— Start of Quoted text —
Subtree mergeinfo -- what I learnt at the Hackathon

Julian Foad Wed, 20 Jun 2012 08:00:13 -0700

Warning: long email.  Merge gurus and enthusiasts please comment!

At the Hackathon last week, the biggest single topic I discussed with others 
was the handling of subtree merges: both the current handling (which Paul told 
me a lot about), and how we could model them in a more pure/general/consistent 
way in future (which Brane helped me think about).


This is my understanding.


SUMMARY

The current handling is that a normal 'sync' merge will merge any eligible 
revisions from each subtree.  It uses relative-path equivalence as the 
definition of the 'corresponding' subtree.

For the future, it may be better to match subtrees in one branch of the merge 
to subtrees in the other branch, with the correspondence determined by 
following their own lines of history, including renames.  The merging of a 
subtree would then be consistent with what would currently happen if you choose 
to merge that subtree by itself, as the root of a merge -- that is, its 
location history *would* be followed.
— End of Quoted text —
— Start of Excerpted data —
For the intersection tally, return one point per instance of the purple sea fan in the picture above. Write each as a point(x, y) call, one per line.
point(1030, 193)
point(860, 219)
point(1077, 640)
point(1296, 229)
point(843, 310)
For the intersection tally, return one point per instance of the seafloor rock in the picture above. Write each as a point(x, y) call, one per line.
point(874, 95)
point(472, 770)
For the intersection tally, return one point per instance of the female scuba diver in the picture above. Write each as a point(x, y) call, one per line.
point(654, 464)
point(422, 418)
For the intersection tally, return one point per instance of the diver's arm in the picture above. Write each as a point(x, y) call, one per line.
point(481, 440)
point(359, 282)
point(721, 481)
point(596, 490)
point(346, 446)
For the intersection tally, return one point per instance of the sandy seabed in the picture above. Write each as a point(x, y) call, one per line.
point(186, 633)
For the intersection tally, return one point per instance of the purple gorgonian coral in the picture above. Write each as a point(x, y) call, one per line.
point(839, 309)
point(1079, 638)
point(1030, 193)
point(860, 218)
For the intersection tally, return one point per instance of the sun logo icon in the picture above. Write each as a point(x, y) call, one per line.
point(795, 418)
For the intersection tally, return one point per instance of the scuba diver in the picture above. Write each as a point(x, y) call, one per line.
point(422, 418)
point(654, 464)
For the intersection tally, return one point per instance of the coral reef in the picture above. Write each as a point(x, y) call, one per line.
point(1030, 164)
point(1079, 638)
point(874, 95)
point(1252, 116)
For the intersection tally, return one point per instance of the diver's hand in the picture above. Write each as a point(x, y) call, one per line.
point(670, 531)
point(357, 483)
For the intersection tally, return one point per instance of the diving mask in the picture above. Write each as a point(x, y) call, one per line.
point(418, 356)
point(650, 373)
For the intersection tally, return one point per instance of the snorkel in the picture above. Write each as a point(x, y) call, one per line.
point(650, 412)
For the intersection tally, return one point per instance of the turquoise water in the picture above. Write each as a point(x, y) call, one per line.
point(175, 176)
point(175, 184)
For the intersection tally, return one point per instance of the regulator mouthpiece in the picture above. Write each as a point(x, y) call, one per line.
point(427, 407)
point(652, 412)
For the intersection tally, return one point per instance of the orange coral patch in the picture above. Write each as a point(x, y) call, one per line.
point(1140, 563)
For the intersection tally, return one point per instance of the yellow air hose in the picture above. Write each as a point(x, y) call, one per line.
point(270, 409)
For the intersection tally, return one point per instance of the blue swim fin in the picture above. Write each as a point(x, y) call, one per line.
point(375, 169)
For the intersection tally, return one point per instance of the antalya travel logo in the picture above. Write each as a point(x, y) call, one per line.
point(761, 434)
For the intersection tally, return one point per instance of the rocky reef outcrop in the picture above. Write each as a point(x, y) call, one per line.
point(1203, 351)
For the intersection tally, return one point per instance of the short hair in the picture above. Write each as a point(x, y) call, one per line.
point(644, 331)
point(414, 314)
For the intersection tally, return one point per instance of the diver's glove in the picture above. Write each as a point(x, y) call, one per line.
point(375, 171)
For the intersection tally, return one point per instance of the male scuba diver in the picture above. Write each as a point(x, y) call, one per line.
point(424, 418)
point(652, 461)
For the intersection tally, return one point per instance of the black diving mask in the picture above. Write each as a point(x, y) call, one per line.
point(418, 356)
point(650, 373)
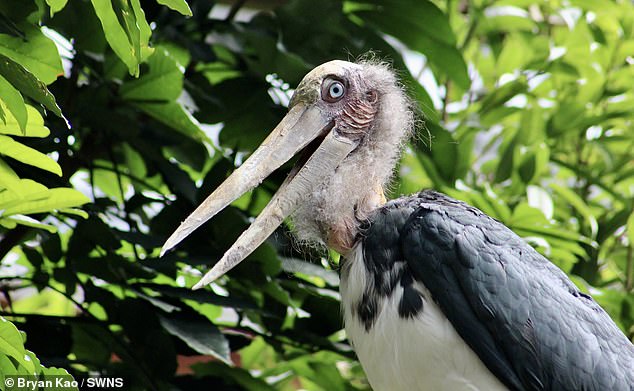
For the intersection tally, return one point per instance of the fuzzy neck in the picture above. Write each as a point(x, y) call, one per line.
point(333, 213)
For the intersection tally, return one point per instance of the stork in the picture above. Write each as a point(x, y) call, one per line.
point(436, 295)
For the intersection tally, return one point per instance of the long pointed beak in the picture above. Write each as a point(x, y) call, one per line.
point(300, 127)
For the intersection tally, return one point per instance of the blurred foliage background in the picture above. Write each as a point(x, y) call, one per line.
point(118, 117)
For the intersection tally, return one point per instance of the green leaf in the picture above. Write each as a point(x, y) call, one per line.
point(14, 103)
point(440, 52)
point(29, 222)
point(164, 81)
point(28, 155)
point(56, 5)
point(177, 5)
point(116, 35)
point(630, 229)
point(35, 52)
point(28, 84)
point(145, 31)
point(46, 201)
point(34, 126)
point(200, 335)
point(11, 344)
point(579, 204)
point(127, 18)
point(176, 117)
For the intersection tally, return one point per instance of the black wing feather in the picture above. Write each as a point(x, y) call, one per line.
point(521, 314)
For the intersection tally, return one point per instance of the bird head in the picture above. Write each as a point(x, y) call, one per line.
point(347, 122)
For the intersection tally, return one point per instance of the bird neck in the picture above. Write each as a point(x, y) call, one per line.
— End of Excerpted data —
Exercise instructions —
(A) In the email on subtree mergeinfo, what does the current handling use to decide which subtree is the "corresponding" one?
(B) For each statement, say whether the email on subtree mergeinfo agrees with it. Answer yes or no and quote the words from the email that settle it.
(i) Paul told the writer a lot about how subtree merges are handled now.
(ii) Brane helped the writer think about the current handling of subtree merges.
(iii) The writer describes the email as short.
(C) Carry the email on subtree mergeinfo forward from its last sentence.

Outputs in order —
(A) It uses relative-path equivalence.

(B)
(i) Yes: "the current handling (which Paul told me a lot about)"
(ii) No: "how we could model them in a more pure/general/consistent way in future (which Brane helped me think about)"
(iii) No: "Warning: long email."

(C)
We need to decide about how the 'Symmetric merge' should handle subtrees, 
initially.  This should be made in the light of both the need for backward 
compatibility and thought about where the merge capability is headed.


CURRENT HANDLING OF SUBTREE MERGEINFO

An ordinary 'sync' merge that considers mergeinfo will consider mergeinfo on 
subtrees as well as mergeinfo on the merge target root node.  For each target 
subtree, it will merge any 'eligible' revisions from the corresponding subtree 
in the source.

  Example:
    with a merge-root node (named A in the source, B in the target,
    and O at the YCA), and a subtree (named 'foo' at all times):

  A         [x] --- [x] --- [x] -------------------
  A/foo     [x]     [x]     [x]                 \
           /                   \ r7: some        \ r8:
  O     [ ] r4:     r5:     r6: \ set of          \sync
  O/foo [ ] cp+mod  mod     mod  \ subtree         \merge
           \                      \ merges          \
  B         [x] ------------------ [x] ------------ [x]
  B/foo     [x]                    [x]              [x]
  mergeinfo ()                     (/A:5            (/A:4-6)
                                    /A/foo:6)       # foo inherits

The definition of a 'corresponding subtree' is the set of node-revisions that 
have the same, constant, relative path below the merge source root and the 
merge target root.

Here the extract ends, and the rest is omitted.